Extrait choisi:
↓
Cependant, les pollutions atmosphérique et sonore continuent d'avoir des effets graves sur la santé, en particulier dans les zones urbaines. En 2011, dans l'Union européenne, environ 430 000 décès prématurés ont été attribués aux particules fines. L'exposition au bruit ambiant contribue à 10 000 décès prématurés au moins, à cause des maladies coronariennes et des accidents vasculaires cérébraux. Quant à l'utilisation croissante de produits chimiques, elle provoque des maladies et des troubles endocriniens.

Les perspectives sont incertaines voire inquiétantes. L'amélioration de la qualité de l'air prévue, par exemple, devrait être insuffisante, et les impacts sur la santé résultant du changement climatique devraient aggraver.

Si l'Europe a réussi à réduire certaines pressions environnementales, ces améliorations ne se traduisent encore ni par une meilleure résilience des écosystèmes, ni par une baisse des risques pour la santé et le bien-être. En outre, les perspectives à long terme sont souvent moins positives que les tendances récentes ne pourraient le suggérer. Des facteurs systémiques multiples contribuent à ces disparités.

Premièrement, du fait des dynamiques propres aux systèmes environnementaux, il peut exister un décalage important avant qu'une diminution des pressions ne se traduise par une amélioration de l'état de l'environnement. De plus, mêmes amoindries, de nombreuses pressions restent considérables en niveau absolu.

Deuxièmement, des phénomènes de multi-causalité, d'interdépendances et de blocages dans les systèmes environnementaux et socio-économiques sapent les efforts d'atténuation des pressions sur l'environnement. Par exemple, l'amélioration de l'efficacité des processus de production tend à réduire les coûts des biens et services, et par conséquent à doper la consommation.
↑
Activité:
Résumez l'extrait choisi en deux phrases.

Données de l'exercice:
↓
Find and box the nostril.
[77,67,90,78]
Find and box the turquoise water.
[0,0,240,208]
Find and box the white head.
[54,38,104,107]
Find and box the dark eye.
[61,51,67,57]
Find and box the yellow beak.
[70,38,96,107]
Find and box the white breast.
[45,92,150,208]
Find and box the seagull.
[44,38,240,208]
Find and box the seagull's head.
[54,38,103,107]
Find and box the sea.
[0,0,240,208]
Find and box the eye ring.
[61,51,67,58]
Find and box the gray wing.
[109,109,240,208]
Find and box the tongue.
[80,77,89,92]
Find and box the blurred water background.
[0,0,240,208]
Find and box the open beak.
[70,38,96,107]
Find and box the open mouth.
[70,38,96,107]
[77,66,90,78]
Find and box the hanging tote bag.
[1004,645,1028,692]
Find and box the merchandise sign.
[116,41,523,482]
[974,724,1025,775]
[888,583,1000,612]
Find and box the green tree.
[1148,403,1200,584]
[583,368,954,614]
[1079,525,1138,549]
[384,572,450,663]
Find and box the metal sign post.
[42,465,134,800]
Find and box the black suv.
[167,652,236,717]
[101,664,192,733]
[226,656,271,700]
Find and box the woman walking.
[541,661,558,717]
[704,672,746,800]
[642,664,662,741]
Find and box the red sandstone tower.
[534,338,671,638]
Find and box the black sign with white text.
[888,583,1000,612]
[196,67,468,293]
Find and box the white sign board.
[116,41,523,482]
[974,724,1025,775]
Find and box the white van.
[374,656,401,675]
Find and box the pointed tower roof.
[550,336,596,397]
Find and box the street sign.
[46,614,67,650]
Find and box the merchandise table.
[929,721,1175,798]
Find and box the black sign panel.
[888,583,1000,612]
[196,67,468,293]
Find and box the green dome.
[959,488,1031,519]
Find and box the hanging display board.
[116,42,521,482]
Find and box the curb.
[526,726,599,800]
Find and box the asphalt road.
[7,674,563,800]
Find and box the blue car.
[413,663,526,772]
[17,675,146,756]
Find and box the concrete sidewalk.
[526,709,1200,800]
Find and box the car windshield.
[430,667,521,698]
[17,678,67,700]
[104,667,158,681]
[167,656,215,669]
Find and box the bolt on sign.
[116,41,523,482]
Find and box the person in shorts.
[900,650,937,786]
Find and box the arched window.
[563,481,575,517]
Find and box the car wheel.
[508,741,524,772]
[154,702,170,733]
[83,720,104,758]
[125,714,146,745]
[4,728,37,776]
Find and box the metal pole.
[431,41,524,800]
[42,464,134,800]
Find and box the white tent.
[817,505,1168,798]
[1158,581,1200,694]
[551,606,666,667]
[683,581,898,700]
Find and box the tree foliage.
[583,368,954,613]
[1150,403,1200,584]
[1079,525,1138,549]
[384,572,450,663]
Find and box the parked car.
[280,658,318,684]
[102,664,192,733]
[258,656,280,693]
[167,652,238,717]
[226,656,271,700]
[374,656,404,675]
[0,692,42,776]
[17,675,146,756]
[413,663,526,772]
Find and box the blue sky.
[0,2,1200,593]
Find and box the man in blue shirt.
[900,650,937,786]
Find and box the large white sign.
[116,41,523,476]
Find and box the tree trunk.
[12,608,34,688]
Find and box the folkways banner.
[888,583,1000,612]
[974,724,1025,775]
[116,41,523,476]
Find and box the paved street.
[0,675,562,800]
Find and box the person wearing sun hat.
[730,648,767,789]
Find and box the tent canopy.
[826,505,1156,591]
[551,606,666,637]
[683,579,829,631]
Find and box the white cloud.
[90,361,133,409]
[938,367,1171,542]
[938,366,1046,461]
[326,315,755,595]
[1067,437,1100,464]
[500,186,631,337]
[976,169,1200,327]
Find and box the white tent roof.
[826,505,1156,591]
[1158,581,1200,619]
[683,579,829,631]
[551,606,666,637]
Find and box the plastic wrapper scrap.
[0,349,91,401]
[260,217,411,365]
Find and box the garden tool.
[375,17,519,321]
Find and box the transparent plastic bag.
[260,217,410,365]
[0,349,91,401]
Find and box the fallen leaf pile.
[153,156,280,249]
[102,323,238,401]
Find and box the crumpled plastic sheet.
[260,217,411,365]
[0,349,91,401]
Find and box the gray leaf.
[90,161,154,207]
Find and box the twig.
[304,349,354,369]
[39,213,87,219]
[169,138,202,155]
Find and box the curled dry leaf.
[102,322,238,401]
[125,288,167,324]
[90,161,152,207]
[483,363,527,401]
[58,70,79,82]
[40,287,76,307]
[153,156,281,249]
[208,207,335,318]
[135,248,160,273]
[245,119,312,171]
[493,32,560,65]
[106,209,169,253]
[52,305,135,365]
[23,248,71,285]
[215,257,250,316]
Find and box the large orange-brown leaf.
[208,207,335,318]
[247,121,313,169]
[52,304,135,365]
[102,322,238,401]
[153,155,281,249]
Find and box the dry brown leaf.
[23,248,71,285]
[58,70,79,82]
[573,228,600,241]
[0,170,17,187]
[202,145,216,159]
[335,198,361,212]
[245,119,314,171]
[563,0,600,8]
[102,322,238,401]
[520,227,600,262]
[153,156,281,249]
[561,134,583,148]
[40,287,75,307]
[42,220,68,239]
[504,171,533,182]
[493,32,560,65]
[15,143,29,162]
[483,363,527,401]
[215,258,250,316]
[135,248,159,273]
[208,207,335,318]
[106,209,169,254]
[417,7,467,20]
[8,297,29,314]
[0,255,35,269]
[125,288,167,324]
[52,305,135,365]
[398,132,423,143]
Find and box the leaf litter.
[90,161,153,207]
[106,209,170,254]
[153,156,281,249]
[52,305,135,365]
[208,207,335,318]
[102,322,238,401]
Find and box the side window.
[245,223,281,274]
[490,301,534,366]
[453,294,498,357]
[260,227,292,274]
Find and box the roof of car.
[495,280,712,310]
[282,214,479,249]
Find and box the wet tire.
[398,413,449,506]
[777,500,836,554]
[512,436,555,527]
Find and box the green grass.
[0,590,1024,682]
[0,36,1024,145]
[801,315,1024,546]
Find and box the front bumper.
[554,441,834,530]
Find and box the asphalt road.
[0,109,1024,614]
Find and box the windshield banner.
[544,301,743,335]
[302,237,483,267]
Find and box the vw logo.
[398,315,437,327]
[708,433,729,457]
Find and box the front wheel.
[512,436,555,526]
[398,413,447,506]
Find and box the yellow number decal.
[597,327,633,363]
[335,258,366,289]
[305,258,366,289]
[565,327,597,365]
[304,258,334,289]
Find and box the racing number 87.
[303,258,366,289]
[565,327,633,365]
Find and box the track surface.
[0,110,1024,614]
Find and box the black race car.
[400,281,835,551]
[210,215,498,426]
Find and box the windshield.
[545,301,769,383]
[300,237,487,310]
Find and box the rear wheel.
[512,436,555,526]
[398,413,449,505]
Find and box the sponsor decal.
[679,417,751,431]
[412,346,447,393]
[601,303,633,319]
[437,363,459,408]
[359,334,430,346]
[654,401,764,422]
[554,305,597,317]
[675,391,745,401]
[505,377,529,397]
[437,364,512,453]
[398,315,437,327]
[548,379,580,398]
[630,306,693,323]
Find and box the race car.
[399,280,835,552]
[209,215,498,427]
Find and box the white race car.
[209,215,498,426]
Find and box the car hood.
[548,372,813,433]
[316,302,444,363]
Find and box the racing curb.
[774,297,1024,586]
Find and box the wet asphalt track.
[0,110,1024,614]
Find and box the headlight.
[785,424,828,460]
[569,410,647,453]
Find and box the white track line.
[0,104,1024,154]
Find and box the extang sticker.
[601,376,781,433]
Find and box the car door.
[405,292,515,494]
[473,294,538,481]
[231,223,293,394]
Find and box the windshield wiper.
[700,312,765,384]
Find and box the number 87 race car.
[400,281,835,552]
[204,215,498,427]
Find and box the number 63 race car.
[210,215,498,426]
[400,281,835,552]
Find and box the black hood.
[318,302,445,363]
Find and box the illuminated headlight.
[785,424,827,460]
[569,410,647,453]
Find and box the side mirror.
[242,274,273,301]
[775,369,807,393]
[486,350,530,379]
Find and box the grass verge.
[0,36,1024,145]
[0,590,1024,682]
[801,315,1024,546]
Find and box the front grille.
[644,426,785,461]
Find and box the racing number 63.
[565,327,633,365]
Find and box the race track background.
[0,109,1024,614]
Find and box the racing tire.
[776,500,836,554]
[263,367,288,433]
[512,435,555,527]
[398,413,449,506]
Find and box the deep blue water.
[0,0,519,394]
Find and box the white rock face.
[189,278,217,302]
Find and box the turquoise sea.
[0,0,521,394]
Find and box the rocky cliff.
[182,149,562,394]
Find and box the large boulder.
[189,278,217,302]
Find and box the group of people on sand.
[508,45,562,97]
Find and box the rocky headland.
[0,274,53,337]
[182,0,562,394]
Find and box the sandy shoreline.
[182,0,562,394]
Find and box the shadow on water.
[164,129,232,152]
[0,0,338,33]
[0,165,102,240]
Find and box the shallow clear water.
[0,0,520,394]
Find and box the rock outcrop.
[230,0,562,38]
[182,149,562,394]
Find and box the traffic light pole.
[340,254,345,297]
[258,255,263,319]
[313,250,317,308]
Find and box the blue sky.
↑
Votre réponse:
Les pollutions atmosphérique et sonore continuent d'avoir des effets graves sur la santé, surtout en zone urbaine : environ 430 000 décès prématurés ont été attribués aux particules fines dans l'Union européenne en 2011, et l'utilisation croissante de produits chimiques provoque des maladies et des troubles endocriniens. Bien que l'Europe ait réduit certaines pressions environnementales, ces progrès ne se traduisent encore ni par une meilleure résilience des écosystèmes ni par une baisse des risques sanitaires, notamment en raison du décalage propre aux systèmes environnementaux et des interdépendances qui sapent les efforts d'atténuation.